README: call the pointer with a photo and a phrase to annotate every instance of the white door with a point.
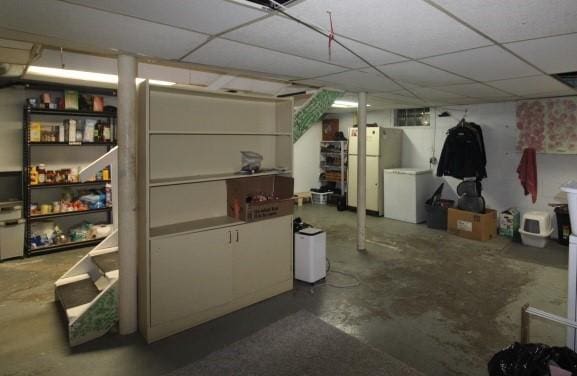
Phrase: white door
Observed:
(352, 181)
(373, 180)
(189, 274)
(373, 140)
(262, 255)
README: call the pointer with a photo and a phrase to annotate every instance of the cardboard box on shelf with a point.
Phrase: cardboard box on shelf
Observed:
(509, 222)
(472, 225)
(238, 190)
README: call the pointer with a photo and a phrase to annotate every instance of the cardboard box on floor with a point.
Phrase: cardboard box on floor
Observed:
(239, 189)
(471, 225)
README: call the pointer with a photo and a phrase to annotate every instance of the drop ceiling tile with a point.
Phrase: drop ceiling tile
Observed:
(205, 16)
(15, 44)
(483, 64)
(434, 94)
(281, 34)
(202, 78)
(256, 86)
(553, 55)
(514, 20)
(474, 91)
(360, 81)
(421, 75)
(77, 61)
(94, 28)
(228, 54)
(407, 27)
(532, 85)
(549, 94)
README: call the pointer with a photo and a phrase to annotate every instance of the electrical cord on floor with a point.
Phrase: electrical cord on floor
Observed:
(356, 283)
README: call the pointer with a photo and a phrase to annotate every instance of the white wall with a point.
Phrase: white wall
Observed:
(11, 104)
(498, 121)
(306, 159)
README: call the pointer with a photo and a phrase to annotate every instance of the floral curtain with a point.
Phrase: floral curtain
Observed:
(548, 125)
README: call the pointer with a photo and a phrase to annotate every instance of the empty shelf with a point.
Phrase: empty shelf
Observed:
(211, 177)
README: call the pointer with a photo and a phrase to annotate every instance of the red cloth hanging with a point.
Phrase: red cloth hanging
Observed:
(527, 172)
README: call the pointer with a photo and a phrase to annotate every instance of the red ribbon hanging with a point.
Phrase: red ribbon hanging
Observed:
(331, 33)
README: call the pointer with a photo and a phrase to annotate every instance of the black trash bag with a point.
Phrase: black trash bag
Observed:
(565, 358)
(521, 360)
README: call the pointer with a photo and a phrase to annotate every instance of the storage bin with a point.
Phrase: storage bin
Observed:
(320, 198)
(536, 229)
(10, 210)
(563, 224)
(11, 239)
(436, 215)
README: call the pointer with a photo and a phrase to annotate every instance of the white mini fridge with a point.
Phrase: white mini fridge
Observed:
(405, 192)
(310, 255)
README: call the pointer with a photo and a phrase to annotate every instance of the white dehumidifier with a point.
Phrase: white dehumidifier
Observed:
(310, 255)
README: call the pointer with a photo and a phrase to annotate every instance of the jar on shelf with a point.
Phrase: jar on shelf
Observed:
(33, 175)
(41, 173)
(50, 177)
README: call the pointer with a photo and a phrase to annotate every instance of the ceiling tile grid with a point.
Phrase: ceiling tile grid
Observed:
(532, 85)
(475, 90)
(552, 55)
(97, 28)
(205, 16)
(421, 75)
(352, 80)
(483, 64)
(283, 35)
(515, 20)
(408, 27)
(227, 54)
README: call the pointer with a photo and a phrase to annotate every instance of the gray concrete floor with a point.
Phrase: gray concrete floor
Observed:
(440, 303)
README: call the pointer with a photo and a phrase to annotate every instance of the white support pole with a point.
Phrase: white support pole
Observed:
(361, 172)
(572, 292)
(127, 200)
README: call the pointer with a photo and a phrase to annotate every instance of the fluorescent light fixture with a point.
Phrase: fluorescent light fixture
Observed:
(86, 76)
(72, 74)
(346, 104)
•••••
Required work. The material should be duplicated word for word, with no images included.

Solution for this problem.
README: call the pointer with a photo and a phrase to annotate every instance of the white door with a point.
Phrase: white door
Observed:
(352, 181)
(373, 180)
(189, 274)
(373, 140)
(262, 255)
README: call the pointer with a photo and a phrase to annotate every instance of the cardboard box on shelf with a point.
Phrase: cardboard box on shelf
Observed:
(509, 222)
(472, 225)
(238, 190)
README: call the pointer with a photo and a phrase to annotate every instance of the cardboard box on floor with a point.
Phrase: cardboard box on floor
Observed:
(239, 189)
(471, 225)
README: call the pointer with a photo and a phrase to annotate every instance of the drop ceiling tile with a point.
Phrase: drop ceiling tile
Observed:
(205, 16)
(15, 44)
(483, 64)
(434, 94)
(281, 34)
(202, 78)
(256, 86)
(553, 55)
(514, 20)
(474, 91)
(360, 81)
(421, 75)
(77, 61)
(94, 28)
(228, 54)
(407, 27)
(532, 85)
(549, 94)
README: call the pointer with a photo and a phrase to annotate every instance of the electrical cord on floor with a point.
Phrase: electrical cord on floor
Observed:
(356, 283)
README: call the pointer with a photo and a phrase to annotate every instance of the white wall with a point.
Phrase: white wall
Observed:
(11, 104)
(498, 121)
(306, 159)
README: call the pointer with a photo and a phrase to annotate every instance of the floral curtain with a point.
Phrase: floral curtain
Observed:
(548, 125)
README: call the pointer with a photo and a phrase to annotate every instance of the empty shelf with a point.
Phrase: empty shelf
Observed:
(211, 177)
README: call the pointer with a photo and a phrase to annotate every instance of the red cloth hanging with a point.
Phrase: red cloth hanging
Observed:
(527, 172)
README: call the pointer with a photo and a phrase to annotate every instance of the red ribbon hanging with a point.
Phrase: red ribbon hanging
Observed:
(331, 33)
README: call the pointer with a photo and a phrase to annotate every instance of the black trash bag with a point.
Phrase: black trash bag
Observed:
(565, 358)
(521, 360)
README: call the pointer with a photo and a phrase to annotate every instance of the storage bin with a point.
Phrase: storage bin
Observed:
(320, 198)
(536, 229)
(10, 210)
(563, 224)
(11, 239)
(436, 215)
README: call the pointer with a photo and a phrase to annotate every instance of the white mini fridge with a point.
Phrase: white mini fridge
Observed:
(405, 192)
(310, 255)
README: call the pointer with a photo and a phrase to annotate every instance of the white dehumidifier with a point.
Phrase: white dehumidifier
Observed:
(310, 255)
README: call the pointer with a photo and a phrase to annotate every instance of the jar on shelf with a point.
Phrase: jar on shelf
Observed:
(33, 175)
(41, 173)
(50, 177)
README: call the pointer with a photo and a phrase to annotate every instance of the ceiling tile grid with a point.
Phrase: ceiling tile grid
Observed:
(532, 85)
(475, 90)
(552, 55)
(97, 28)
(205, 16)
(421, 75)
(352, 80)
(483, 64)
(283, 35)
(515, 20)
(408, 27)
(227, 54)
README: call the pointer with a photo and a phrase to annotate every instance of the gray concrete floor with a point.
Phrase: gray concrete floor
Observed:
(440, 303)
README: call the pointer with a photo and a phrase to annotate every instance of the white support pole with a point.
Phrase: white support pole
Observed:
(361, 172)
(572, 292)
(127, 200)
README: call the pointer with a photo and a phrase to annotate every instance of the fluorescent light fixture with a point.
Phrase: fluorescent light fixture
Observed:
(86, 76)
(72, 74)
(346, 104)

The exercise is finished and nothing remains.